Brief | Throughout the material below, tally the lines containing "positive" and give the total with no accompanying text.

Data to examine |
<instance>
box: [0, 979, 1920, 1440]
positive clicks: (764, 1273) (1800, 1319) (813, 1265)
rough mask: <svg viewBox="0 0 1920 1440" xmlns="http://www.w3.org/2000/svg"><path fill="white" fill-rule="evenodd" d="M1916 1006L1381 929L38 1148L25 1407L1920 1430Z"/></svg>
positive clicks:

Solved exercise | 2